◆ **ОТРЫВОК ТЕКСТА**
------------------------------------------------

Протестую и протестую окончательно я лишь тогда, когда возвышенная мистика оказывается в совершенно невероятном для меня соседстве с фельдфебельской
моралью. Когда мне приходится выслушивать мнения вроде того, что мой протест против командира N Сиб. полка, отдающего за картами приказание, чтобы попавшийся в карточной игре солдат был бы выпорот и отправлен в первую очередь в разведку, — основан лишь на моем интеллигентском непонимании русской души и склада военного быта. Я не понимаю! — Но, ей-Богу, я об этом думал глубже моих собеседников, когда хоронил подпрапорщика, который при ужасной обстановке глубоко в тылу получил пулю в лоб за то, что стоял в этих вопросах на их точке зрения.Боюсь, что мое письмо очень набухает, того гляди не дойдет. Но у меня всегда так, или не пишется, или уж распишешься.....
Собирали у нас тут в Москве «артисты» на помощь раненым «солдатам». Боже, что было на Кузнецком мосту. Стоял прекрасный весенний день. По только что подсохшей мостовой снова впервые подпрыгивали дутые шины. Послеобеденное солнце красиво играло на граненых стеклах окон и витрин. Мальчишки настойчиво продавали мимозу. Нарядная и веселая толпа густо струилась вверх и вниз по Кузнецкому мосту. Среди нее повсюду мелькали бритые актерские лица. На углу Кузнецкого и Неглинной стоял К-в с опущенным взором, продавая за большие деньги нарядным красавицам возведение на них своих прекрасных очей. Громадный успех имел М-в, не раз повисавший на забрызганных пеной вожжах и уздечках степенно подымавшихся в гору орловских рысаков. Веселою шуткой вымогая у проезжающих деньги, он провожал своих клиентов ударом нарядной трости по жирной спине. Мужчины шутили, дамы смеялись, а он коршуном бросался в их толпу, чтобы найти ту, которая взором и смехом воздавала должное его энергии, веселости и остроумию. Москва превратилась в Венецию — на ее главной улице кипел карнавал. Ну, и слава Богу! Не можем мы скрутить своего настроения ужасами войны — честь нашей искренности. Зачем же приклеивать фиговые листы к вавилонской блуднице.
Но нет! — на следующий день все газеты рассюсюкались на тему о «бедном солдатике» и отзывчивой душе «русского работника сцены».

------------------------------------------------

◆ **ВАШЕ ЗАДАНИЕ**
Выпишите из отрывка все слова и выражения, заключенные в кавычки-«елочки». Перечень, идущий далее, — отдельный материал, не связанный с отрывком.

------------------------------------------------

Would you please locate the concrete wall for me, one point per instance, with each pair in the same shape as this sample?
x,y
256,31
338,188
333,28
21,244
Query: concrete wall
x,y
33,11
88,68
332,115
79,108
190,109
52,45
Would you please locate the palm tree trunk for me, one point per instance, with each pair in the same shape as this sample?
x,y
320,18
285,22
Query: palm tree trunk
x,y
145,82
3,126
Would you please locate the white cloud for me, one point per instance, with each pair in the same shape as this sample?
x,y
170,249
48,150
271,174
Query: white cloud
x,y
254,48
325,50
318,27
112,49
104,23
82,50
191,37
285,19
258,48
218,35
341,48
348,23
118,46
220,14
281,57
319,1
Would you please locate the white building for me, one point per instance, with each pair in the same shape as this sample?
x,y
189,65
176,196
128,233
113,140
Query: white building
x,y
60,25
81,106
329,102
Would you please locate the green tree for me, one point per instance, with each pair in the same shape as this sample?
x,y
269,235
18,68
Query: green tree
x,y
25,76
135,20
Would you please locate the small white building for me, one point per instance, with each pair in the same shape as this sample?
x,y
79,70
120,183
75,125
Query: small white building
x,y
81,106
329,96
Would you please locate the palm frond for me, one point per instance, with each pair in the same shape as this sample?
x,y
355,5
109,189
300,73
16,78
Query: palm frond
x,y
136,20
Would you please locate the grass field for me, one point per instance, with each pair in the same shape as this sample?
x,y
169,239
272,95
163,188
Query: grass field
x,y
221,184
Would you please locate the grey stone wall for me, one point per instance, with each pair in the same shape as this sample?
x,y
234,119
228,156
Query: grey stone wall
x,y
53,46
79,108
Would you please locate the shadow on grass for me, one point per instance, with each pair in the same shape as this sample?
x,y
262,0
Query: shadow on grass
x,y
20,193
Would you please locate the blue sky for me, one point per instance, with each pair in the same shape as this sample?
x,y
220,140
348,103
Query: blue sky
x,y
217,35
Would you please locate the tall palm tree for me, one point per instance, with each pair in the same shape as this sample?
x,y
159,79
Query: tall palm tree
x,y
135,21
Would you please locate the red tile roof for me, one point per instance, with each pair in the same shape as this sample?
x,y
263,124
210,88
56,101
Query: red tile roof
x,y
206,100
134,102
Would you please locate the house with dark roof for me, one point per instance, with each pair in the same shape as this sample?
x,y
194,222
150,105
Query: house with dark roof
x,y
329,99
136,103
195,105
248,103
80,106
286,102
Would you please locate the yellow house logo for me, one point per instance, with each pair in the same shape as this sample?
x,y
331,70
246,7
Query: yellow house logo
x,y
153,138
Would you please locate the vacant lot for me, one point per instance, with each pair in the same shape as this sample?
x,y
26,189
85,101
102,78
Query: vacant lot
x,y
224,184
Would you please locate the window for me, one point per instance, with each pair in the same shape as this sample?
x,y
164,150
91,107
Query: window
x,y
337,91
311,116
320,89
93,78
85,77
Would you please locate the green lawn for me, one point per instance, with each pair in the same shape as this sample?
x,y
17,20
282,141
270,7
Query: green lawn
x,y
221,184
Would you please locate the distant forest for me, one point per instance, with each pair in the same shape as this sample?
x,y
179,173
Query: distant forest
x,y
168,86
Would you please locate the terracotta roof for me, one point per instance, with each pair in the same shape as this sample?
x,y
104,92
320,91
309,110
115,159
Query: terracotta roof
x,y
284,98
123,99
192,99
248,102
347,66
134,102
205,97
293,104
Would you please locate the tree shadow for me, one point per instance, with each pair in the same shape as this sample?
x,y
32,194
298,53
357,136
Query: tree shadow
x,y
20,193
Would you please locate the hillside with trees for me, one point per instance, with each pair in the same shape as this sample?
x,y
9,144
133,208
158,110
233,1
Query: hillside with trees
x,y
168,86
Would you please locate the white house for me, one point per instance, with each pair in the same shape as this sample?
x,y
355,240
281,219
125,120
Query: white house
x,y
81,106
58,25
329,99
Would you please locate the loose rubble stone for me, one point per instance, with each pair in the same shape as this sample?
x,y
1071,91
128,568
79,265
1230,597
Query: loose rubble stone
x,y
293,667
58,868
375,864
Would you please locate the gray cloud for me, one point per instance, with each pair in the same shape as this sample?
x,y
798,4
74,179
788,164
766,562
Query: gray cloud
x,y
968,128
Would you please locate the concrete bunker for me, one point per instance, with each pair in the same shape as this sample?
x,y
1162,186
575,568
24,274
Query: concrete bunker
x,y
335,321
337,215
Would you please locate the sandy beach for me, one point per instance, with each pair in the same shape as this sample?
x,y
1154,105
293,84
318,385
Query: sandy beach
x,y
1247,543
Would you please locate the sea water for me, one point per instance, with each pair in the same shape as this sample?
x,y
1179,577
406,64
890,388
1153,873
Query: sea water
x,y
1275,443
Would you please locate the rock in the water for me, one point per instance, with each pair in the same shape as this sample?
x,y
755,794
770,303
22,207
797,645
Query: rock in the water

------------------------------------------------

◆ **ОТВЕТ НА ЗАДАНИЕ**
«артисты»
«солдатам»
«бедном солдатике»
«русского работника сцены»